===== DATA PROVIDED =====

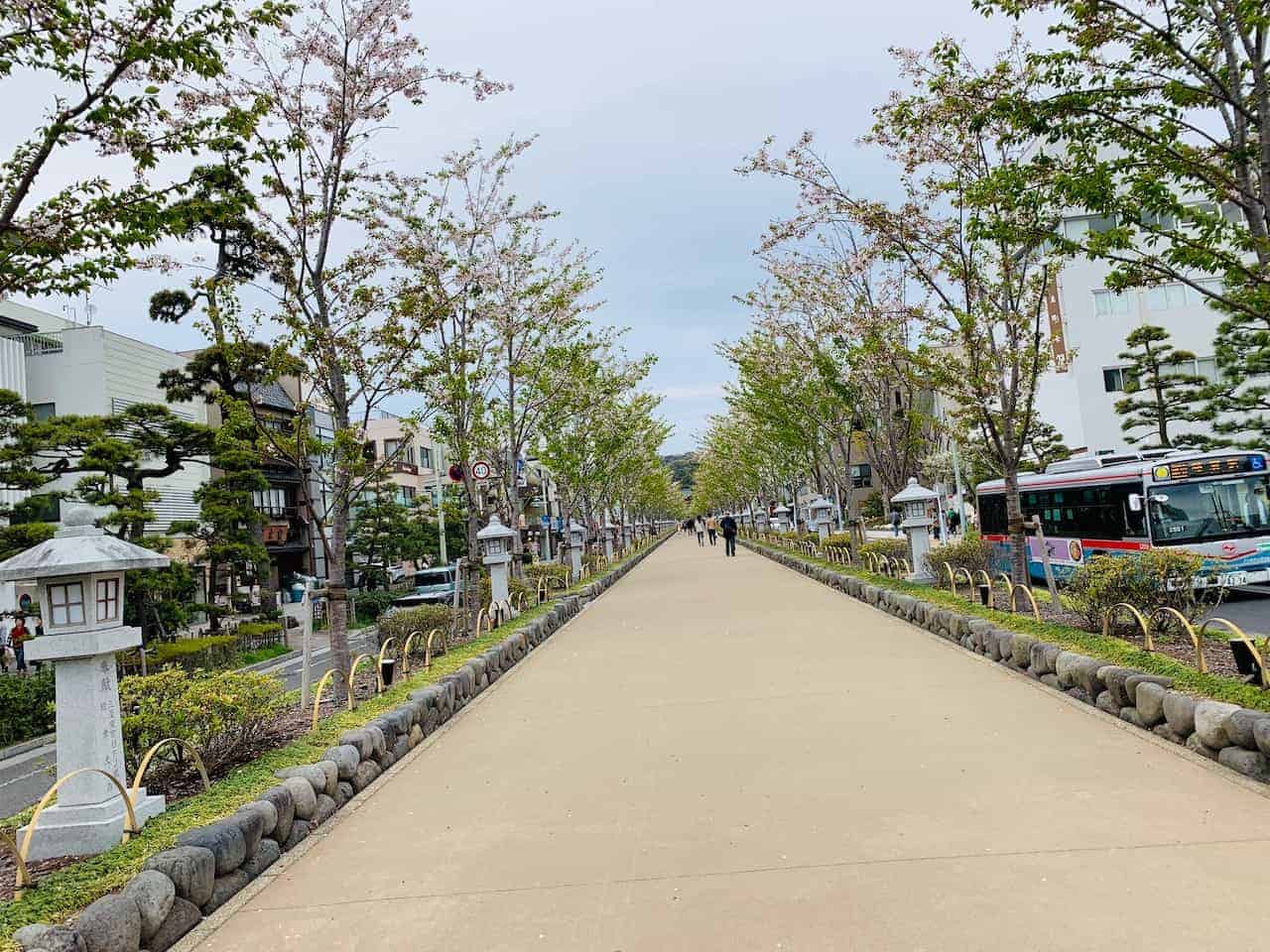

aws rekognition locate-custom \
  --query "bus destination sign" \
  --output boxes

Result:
[1152,453,1266,480]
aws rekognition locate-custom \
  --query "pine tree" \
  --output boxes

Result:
[1115,323,1207,447]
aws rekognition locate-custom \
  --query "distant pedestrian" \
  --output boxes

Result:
[718,514,736,556]
[9,615,31,674]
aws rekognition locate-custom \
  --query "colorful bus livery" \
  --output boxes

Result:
[976,449,1270,586]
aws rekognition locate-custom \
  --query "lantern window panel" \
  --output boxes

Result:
[49,581,83,627]
[96,579,119,622]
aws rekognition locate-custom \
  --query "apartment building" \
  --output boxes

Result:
[1038,207,1244,453]
[0,300,208,535]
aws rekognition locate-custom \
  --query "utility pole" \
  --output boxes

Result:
[437,445,449,565]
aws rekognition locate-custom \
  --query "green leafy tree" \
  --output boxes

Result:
[1115,323,1207,447]
[0,0,291,298]
[348,473,427,589]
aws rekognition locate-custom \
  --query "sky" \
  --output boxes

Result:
[17,0,1042,452]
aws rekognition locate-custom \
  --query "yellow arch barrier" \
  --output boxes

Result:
[309,667,335,730]
[375,635,396,694]
[1147,606,1207,674]
[348,654,380,711]
[1102,602,1156,652]
[1010,581,1040,621]
[14,767,141,898]
[128,738,212,797]
[0,830,31,898]
[1199,618,1270,690]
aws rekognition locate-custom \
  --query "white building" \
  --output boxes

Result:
[0,300,208,535]
[1036,216,1220,453]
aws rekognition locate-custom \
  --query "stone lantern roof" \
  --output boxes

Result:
[0,507,171,581]
[890,476,940,503]
[476,513,516,542]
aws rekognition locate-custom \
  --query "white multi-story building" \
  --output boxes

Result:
[1036,216,1220,453]
[0,300,208,535]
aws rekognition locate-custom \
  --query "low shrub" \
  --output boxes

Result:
[236,622,286,652]
[1065,548,1219,632]
[0,670,55,747]
[926,531,992,585]
[119,635,239,671]
[525,562,569,594]
[860,536,908,558]
[119,667,285,774]
[378,606,453,648]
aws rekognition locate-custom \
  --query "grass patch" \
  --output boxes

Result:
[745,539,1270,711]
[0,548,675,949]
[239,645,291,667]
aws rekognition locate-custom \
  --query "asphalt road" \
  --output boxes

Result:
[0,635,375,816]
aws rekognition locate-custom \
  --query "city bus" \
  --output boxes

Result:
[975,449,1270,586]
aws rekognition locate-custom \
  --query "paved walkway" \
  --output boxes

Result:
[190,536,1270,952]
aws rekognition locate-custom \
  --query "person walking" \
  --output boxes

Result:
[9,615,31,674]
[718,513,736,556]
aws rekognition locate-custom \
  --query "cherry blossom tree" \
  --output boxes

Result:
[740,38,1061,581]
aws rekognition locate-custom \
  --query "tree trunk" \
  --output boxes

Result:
[1006,467,1031,588]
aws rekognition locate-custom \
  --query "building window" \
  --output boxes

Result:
[251,486,287,516]
[1093,291,1131,317]
[1063,214,1115,241]
[96,579,119,622]
[1102,367,1126,394]
[49,581,83,627]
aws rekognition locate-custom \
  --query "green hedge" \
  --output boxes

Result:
[0,670,54,747]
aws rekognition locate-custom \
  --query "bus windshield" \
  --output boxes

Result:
[1148,475,1270,545]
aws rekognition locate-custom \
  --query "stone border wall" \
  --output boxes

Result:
[14,536,670,952]
[743,539,1270,783]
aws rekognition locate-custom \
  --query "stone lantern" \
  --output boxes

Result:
[772,505,790,532]
[0,507,168,860]
[569,520,586,581]
[807,496,833,542]
[604,518,617,562]
[476,513,516,619]
[890,476,940,581]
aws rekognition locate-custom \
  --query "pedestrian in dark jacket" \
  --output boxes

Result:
[718,513,736,556]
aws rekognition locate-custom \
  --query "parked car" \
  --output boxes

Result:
[393,565,459,608]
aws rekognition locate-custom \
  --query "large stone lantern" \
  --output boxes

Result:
[772,505,790,532]
[604,520,617,562]
[807,496,833,542]
[476,513,516,619]
[890,476,940,581]
[569,520,586,581]
[0,507,168,860]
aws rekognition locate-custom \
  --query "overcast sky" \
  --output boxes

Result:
[20,0,1042,452]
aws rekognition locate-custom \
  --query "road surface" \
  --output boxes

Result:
[0,634,375,816]
[188,536,1270,952]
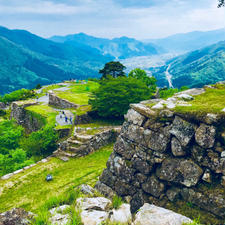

=====

How many lines in the material above contain the string "road"? Matching is case-sensitive. Reply with the number alone.

RIGHT ANSWER - 2